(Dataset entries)
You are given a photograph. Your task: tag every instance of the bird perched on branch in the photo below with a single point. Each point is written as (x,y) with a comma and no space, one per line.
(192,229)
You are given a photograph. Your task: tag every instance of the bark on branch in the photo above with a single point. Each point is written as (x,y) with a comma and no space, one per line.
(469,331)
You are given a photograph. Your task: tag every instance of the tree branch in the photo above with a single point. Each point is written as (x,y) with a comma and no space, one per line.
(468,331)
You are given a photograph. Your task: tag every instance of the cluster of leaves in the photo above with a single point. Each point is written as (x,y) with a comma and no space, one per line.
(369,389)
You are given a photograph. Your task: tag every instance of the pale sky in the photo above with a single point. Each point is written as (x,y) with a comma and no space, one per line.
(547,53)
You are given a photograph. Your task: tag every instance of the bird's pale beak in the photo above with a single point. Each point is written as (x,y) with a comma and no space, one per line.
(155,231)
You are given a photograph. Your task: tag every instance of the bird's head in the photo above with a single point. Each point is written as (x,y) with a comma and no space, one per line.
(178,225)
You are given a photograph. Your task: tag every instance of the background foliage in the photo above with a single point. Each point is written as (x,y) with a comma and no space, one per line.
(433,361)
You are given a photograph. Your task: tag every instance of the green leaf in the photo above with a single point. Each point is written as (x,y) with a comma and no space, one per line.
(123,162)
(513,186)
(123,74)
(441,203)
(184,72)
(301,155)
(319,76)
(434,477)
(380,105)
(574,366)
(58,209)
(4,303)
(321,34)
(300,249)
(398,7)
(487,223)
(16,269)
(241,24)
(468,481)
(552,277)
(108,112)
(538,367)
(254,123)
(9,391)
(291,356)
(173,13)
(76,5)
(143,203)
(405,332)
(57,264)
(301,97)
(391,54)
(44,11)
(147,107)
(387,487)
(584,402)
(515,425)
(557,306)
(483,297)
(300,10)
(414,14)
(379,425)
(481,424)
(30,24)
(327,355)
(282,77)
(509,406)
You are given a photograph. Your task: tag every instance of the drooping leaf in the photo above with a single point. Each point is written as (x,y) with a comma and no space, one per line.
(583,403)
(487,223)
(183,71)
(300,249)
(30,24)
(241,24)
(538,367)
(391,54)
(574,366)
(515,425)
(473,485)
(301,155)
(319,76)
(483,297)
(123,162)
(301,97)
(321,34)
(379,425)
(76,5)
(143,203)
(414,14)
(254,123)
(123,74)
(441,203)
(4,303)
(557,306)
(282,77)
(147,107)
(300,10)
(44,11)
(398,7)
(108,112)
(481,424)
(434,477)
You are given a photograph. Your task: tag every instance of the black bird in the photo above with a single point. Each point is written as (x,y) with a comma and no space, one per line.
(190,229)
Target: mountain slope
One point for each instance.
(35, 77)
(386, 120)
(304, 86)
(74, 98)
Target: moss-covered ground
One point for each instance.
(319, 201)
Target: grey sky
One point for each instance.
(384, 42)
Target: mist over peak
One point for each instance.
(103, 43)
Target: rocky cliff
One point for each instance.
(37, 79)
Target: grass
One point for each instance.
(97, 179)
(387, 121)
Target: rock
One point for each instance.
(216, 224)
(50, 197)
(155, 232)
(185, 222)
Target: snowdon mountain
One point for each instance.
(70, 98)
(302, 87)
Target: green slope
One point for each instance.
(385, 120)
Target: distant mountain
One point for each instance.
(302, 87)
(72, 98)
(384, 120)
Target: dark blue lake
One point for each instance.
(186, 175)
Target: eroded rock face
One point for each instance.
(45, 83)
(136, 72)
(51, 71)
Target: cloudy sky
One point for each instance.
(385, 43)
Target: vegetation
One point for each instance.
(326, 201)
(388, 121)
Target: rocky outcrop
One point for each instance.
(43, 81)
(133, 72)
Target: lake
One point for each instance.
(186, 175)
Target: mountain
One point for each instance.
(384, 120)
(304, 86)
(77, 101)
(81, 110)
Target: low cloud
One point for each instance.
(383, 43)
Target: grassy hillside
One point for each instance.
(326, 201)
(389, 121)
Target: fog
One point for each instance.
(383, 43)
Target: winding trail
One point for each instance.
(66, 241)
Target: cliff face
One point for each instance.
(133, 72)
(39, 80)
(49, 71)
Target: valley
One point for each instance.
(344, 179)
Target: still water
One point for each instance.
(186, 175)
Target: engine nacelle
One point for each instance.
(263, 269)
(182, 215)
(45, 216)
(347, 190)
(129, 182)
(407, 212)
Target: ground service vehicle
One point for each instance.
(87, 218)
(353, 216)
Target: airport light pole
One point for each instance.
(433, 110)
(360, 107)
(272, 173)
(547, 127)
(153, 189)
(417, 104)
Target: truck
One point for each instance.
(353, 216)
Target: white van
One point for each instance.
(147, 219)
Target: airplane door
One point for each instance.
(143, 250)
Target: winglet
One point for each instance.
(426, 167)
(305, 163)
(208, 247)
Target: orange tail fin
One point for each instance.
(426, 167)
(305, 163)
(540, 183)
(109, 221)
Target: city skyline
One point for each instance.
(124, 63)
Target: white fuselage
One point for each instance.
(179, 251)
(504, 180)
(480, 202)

**Assignment**
Every record should be output precisely as it was given.

**Output for this task**
You are given a photograph. Your task: tag every instance of the bird perched on branch in the photo below with a single point. Each point is written as (x,y) with a comma and no space, one per line.
(192,229)
You are given a photograph. Your task: tag every instance of the bark on branch in the photo above with a single point. Each point is written as (x,y) with a comma and no space, one per line.
(469,331)
You are given a photograph. Your task: tag every instance of the tree branch in the photo above with a single point. Each point is written as (x,y) with a comma and no space, one per line.
(468,331)
You are given a photograph. Your task: tag every instance of the cluster of leaves in the photo above with a single point. Each point is written as (x,y) with a comma and no space, one per line.
(369,389)
You are given a photograph. Your task: tag every instance of the pale sky in the photo above with a single point. Each point is written as (x,y) with a comma and no space, one per line.
(547,53)
You are given a photograph. Your task: tag every instance of the bird's pale beak in the photo above with a single point. Each point is written as (x,y) with a comma and no space, one per line.
(155,231)
You are given a photograph. Your task: tag every instance of the bird's head in the photo above with a single point. Each point is written as (x,y) with a comma and no space, one per line.
(178,225)
You are given a photograph. Your task: tag every instance of the background foliage in the photo above with a single point. Each point is written as (x,y) with a comma and no space, one per line.
(433,361)
You are given a photograph. Your task: tag every instance of the green leaf in the photo above with a single point. Each point is written as (x,y) with a comma and no space, one per line.
(123,162)
(513,186)
(123,74)
(441,203)
(184,72)
(301,155)
(319,76)
(434,477)
(380,105)
(574,366)
(58,209)
(4,303)
(321,34)
(300,249)
(398,7)
(487,223)
(16,269)
(241,24)
(468,481)
(552,277)
(108,112)
(538,367)
(254,123)
(9,391)
(291,356)
(173,13)
(76,5)
(143,203)
(405,332)
(57,264)
(301,97)
(391,54)
(44,11)
(147,107)
(387,487)
(584,402)
(515,425)
(557,306)
(483,297)
(300,10)
(414,14)
(379,425)
(481,424)
(30,24)
(327,355)
(282,77)
(509,406)
You are given a photograph. Your task: tag every instance of the drooping leaf in the photo above with a single point. Each point is written as (x,y) with a comma and no space, one per line.
(583,403)
(487,223)
(183,71)
(300,249)
(30,24)
(241,24)
(538,367)
(391,54)
(574,366)
(515,425)
(473,485)
(301,155)
(319,76)
(483,297)
(123,162)
(301,97)
(321,34)
(379,425)
(76,5)
(143,203)
(414,14)
(254,123)
(123,74)
(441,203)
(4,303)
(557,306)
(282,77)
(147,107)
(300,10)
(44,11)
(398,7)
(108,112)
(481,424)
(434,477)
You are given a photograph. Your task: tag every instance of the black bird in the photo above with a single point. Each point is written as (x,y) with a comma and no space, one per line.
(190,229)
Target: mountain slope
One point for each instance.
(35, 77)
(386, 120)
(304, 86)
(74, 98)
Target: moss-covered ground
One point for each instance.
(319, 201)
Target: grey sky
One point for each instance.
(384, 42)
Target: mist over peak
One point for each instance.
(103, 43)
Target: rocky cliff
One point for each instance.
(37, 79)
Target: grass
One point for each instance.
(97, 179)
(387, 121)
Target: rock
One point for each instance.
(216, 224)
(50, 197)
(155, 232)
(185, 222)
Target: snowdon mountain
One point for each instance.
(70, 98)
(302, 87)
Target: green slope
One point for each instance.
(385, 120)
Target: distant mountain
One point for each instance.
(302, 87)
(72, 98)
(384, 120)
Target: dark blue lake
One point for each instance.
(186, 175)
Target: eroded rock face
One point for each instance.
(45, 83)
(136, 72)
(51, 71)
Target: cloudy sky
One point for each instance.
(385, 43)
Target: vegetation
One point for each instance.
(326, 201)
(388, 121)
Target: rocky outcrop
One point for each instance.
(43, 81)
(133, 72)
Target: lake
One point for each instance.
(186, 175)
Target: mountain
One point for each instance.
(384, 120)
(304, 86)
(77, 101)
(81, 110)
Target: low cloud
One point for each instance.
(383, 43)
Target: grassy hillside
One point for each instance.
(326, 201)
(389, 121)
Target: fog
One point for each instance.
(383, 43)
Target: winding trail
One point for each instance.
(66, 241)
Target: cliff face
One point for each instance.
(133, 72)
(39, 80)
(49, 71)
Target: valley
One point for each instance.
(344, 179)
Target: still water
One point for each instance.
(186, 175)
Target: engine nacelle
One point for each instance.
(263, 269)
(182, 215)
(45, 216)
(347, 190)
(129, 182)
(407, 212)
Target: ground service vehicle
One point for each instance.
(87, 218)
(353, 216)
Target: airport light pole
One point for each instance.
(433, 110)
(360, 107)
(272, 173)
(547, 127)
(153, 189)
(417, 104)
Target: truck
One point for each instance.
(353, 216)
Target: white van
One point for each instance.
(147, 219)
Target: airplane door
One point for each instance.
(143, 250)
Target: winglet
One point for each instance.
(426, 167)
(305, 163)
(208, 247)
Target: orange tail fin
One point for each instance.
(426, 167)
(305, 163)
(540, 183)
(109, 221)
Target: city skyline
One point for each instance.
(124, 63)
Target: white fuselage
One point for each instance.
(179, 251)
(504, 180)
(480, 202)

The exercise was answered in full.